* _Document excerpt_:
-*-*-

On 5/20/26 08:38, Prike Liang wrote:
> Add ftrace events around user queue creation and destruction to profile
> queue setup and teardown latency.
> 
> Signed-off-by: Prike Liang <[email protected]>
> ---
>  drivers/gpu/drm/amd/amdgpu/amdgpu_trace.h | 58 +++++++++++++++++++++++
>  drivers/gpu/drm/amd/amdgpu/amdgpu_userq.c | 11 +++++
>  2 files changed, 69 insertions(+)
> 
> diff --git a/drivers/gpu/drm/amd/amdgpu/amdgpu_trace.h 
> b/drivers/gpu/drm/amd/amdgpu/amdgpu_trace.h
> index d13e64a69e25..5a01f63d1f32 100644
> --- a/drivers/gpu/drm/amd/amdgpu/amdgpu_trace.h
> +++ b/drivers/gpu/drm/amd/amdgpu/amdgpu_trace.h
> @@ -578,6 +578,64 @@ TRACE_EVENT(amdgpu_reset_reg_dumps,
>                     __entry->value)
>  );
>  
> +DECLARE_EVENT_CLASS(amdgpu_userq_queue,
> +         TP_PROTO(struct amdgpu_usermode_queue *queue),
> +         TP_ARGS(queue),
> +         TP_STRUCT__entry(
> +                          __field(struct amdgpu_usermode_queue *, queue)

Please don't add object pointers in trace points, those are usually already 
invalid when the printing happens.

If you really want the kernel pointer in the trace then use void* instead.

-*-*-

* _Record extracts_:
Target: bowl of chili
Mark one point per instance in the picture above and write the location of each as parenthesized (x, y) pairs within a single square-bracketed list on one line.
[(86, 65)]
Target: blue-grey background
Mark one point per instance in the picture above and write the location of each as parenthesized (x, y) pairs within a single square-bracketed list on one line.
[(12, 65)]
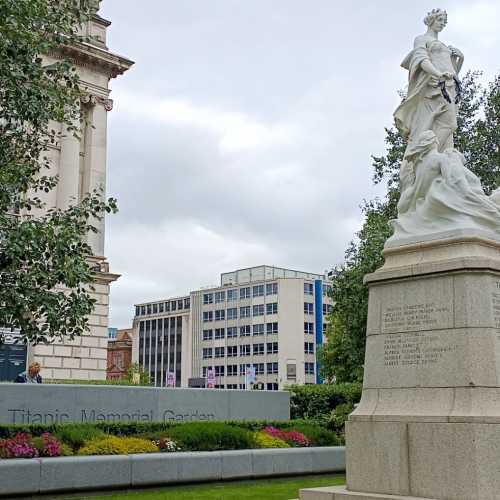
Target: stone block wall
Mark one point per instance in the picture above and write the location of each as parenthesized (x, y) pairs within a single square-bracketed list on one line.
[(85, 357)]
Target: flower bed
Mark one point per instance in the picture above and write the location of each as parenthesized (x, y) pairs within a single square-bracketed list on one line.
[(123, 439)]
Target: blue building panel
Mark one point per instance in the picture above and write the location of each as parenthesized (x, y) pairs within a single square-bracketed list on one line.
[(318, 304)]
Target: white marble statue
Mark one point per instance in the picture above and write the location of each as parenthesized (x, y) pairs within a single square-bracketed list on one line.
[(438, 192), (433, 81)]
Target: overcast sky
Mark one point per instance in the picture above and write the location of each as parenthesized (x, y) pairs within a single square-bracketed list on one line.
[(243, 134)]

-*-*-

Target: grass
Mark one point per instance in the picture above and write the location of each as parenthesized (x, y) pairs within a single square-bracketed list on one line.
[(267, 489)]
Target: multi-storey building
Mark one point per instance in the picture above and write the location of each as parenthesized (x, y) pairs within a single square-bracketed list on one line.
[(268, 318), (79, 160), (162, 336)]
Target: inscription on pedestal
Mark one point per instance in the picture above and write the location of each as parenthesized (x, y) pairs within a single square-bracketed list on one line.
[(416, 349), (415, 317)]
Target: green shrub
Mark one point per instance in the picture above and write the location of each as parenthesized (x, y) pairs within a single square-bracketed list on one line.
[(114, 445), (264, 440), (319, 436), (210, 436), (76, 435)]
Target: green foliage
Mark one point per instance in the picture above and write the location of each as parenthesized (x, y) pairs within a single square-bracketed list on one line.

-*-*-

* _Exercise instructions_:
a - From the patch review, extract everything from "On 5/20/26 08:38, Prike" down to "changed, 69 insertions(+)".
b - Rewrite the entries from the line containing "Target: flower bed" down to the line containing "[(243, 134)]", keeping every line, requests included. Add 78 to each number in the coordinates of the answers.
The patch review and the entries have nothing to do with each other.

* _Results_:
a -
On 5/20/26 08:38, Prike Liang wrote:
> Add ftrace events around user queue creation and destruction to profile
> queue setup and teardown latency.
> 
> Signed-off-by: Prike Liang <[email protected]>
> ---
>  drivers/gpu/drm/amd/amdgpu/amdgpu_trace.h | 58 +++++++++++++++++++++++
>  drivers/gpu/drm/amd/amdgpu/amdgpu_userq.c | 11 +++++
>  2 files changed, 69 insertions(+)

b -
Target: flower bed
Mark one point per instance in the picture above and write the location of each as parenthesized (x, y) pairs within a single square-bracketed list on one line.
[(201, 517)]
Target: blue building panel
Mark one point per instance in the picture above and write the location of each as parenthesized (x, y) pairs within a single square-bracketed list on one line.
[(396, 382)]
Target: white marble statue
Mark one point per instance in the picture above and write the location of each as parenthesized (x, y) pairs within a single square-bracketed list on one line.
[(516, 270), (511, 159)]
Target: overcast sky
Mark one point per instance in the picture above and write the location of each as parenthesized (x, y) pairs within a single square-bracketed list on one line.
[(321, 212)]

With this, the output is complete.